## Directions
Please list every line of the entries that contains the word "tree", matching case exactly.

## Data records
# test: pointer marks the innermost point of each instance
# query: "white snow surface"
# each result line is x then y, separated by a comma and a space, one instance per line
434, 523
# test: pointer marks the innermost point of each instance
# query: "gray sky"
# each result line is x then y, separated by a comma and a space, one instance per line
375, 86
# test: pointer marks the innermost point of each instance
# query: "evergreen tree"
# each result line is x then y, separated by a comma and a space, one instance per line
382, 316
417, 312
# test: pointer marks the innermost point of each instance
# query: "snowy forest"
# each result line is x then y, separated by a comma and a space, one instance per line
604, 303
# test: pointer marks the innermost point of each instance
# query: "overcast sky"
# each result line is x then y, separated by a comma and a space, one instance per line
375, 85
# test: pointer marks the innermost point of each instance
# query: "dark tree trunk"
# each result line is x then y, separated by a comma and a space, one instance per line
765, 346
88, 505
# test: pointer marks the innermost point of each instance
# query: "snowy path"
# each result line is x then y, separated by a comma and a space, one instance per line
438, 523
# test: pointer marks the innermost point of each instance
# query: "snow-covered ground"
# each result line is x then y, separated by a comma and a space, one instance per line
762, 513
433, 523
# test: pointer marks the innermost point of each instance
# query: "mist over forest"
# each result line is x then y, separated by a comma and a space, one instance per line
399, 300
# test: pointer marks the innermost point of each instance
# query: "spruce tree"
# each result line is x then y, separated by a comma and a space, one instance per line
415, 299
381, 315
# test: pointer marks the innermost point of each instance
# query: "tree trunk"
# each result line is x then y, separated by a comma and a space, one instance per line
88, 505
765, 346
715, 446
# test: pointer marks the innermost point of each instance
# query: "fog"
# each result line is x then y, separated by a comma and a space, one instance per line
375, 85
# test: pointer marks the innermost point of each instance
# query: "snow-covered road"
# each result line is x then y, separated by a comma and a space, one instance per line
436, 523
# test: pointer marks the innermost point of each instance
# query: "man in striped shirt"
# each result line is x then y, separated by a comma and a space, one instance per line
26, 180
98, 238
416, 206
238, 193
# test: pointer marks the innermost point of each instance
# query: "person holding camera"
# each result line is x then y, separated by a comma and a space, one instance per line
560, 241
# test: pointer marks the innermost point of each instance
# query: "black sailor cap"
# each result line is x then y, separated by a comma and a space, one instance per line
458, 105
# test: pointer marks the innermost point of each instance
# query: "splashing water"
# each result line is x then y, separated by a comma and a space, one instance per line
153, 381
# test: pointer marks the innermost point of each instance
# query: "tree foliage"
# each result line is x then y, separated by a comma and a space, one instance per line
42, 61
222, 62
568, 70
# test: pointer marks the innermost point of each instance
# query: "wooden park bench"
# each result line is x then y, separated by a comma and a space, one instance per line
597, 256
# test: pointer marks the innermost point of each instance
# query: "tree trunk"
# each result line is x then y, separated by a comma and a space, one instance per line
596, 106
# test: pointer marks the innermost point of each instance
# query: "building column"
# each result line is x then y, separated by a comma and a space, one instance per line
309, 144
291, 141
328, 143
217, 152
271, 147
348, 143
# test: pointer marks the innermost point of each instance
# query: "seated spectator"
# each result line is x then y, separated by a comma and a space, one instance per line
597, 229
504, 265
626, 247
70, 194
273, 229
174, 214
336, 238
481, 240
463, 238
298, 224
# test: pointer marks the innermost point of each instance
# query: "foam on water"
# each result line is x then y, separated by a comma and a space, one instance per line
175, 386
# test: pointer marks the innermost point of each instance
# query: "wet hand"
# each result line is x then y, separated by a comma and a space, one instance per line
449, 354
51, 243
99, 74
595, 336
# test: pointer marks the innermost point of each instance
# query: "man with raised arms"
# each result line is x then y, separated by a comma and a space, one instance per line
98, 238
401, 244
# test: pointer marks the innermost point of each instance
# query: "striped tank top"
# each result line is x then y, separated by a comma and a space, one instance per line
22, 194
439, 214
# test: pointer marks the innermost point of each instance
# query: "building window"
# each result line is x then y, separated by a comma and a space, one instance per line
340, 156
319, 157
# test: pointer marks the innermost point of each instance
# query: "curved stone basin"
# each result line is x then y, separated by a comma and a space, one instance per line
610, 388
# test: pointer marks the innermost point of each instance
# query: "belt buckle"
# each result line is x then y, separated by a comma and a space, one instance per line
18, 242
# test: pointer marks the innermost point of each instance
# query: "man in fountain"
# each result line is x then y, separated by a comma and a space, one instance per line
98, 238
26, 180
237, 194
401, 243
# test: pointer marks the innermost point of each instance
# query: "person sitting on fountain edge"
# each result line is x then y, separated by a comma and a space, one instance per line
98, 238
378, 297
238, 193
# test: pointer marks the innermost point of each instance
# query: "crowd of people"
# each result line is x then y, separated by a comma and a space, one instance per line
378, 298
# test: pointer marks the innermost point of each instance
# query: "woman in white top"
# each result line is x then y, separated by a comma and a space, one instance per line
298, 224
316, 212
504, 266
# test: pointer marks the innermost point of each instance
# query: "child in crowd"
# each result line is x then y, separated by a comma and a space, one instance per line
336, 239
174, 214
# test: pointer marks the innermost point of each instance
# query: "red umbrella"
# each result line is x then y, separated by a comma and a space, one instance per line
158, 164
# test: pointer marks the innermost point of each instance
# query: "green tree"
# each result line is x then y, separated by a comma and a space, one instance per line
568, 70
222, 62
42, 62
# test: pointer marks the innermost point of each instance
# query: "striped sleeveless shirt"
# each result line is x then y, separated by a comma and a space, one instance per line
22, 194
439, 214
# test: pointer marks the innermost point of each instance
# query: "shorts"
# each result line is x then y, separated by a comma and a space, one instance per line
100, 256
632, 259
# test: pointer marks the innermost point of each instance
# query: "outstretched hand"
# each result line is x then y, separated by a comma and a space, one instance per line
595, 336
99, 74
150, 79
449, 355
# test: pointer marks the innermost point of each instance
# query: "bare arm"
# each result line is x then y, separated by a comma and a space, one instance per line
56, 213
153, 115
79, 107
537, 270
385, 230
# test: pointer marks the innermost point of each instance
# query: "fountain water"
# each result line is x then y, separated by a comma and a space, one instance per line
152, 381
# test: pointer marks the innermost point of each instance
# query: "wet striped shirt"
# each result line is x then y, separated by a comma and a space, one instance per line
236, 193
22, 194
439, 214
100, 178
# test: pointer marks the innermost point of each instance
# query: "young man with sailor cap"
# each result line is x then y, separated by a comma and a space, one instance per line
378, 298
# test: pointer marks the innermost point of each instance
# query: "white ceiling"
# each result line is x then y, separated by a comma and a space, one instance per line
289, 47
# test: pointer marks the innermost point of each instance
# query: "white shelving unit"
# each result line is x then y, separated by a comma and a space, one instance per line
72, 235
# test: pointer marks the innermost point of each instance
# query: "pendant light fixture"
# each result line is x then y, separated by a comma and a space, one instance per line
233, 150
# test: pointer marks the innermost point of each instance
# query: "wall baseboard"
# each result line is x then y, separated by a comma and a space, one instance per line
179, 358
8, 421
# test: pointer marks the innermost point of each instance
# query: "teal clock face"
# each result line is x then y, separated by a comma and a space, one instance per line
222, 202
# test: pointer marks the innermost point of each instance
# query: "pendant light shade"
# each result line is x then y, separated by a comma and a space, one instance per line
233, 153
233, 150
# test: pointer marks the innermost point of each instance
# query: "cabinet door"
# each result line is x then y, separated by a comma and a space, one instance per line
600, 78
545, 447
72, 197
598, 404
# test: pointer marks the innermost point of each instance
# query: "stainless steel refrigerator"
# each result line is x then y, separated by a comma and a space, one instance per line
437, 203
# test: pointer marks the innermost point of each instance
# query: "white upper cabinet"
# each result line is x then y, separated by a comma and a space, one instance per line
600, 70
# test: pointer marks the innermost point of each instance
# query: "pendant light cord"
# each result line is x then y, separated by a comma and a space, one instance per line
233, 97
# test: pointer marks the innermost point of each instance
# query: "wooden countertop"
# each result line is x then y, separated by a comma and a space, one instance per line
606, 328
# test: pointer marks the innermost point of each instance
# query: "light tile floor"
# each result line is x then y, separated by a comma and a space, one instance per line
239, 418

## Written response
# query: "evergreen tree"
# query: "dark tree trunk"
# query: "spruce tree"
# query: "tree trunk"
# query: "tree foliage"
# query: "tree trunk"
# query: "green tree"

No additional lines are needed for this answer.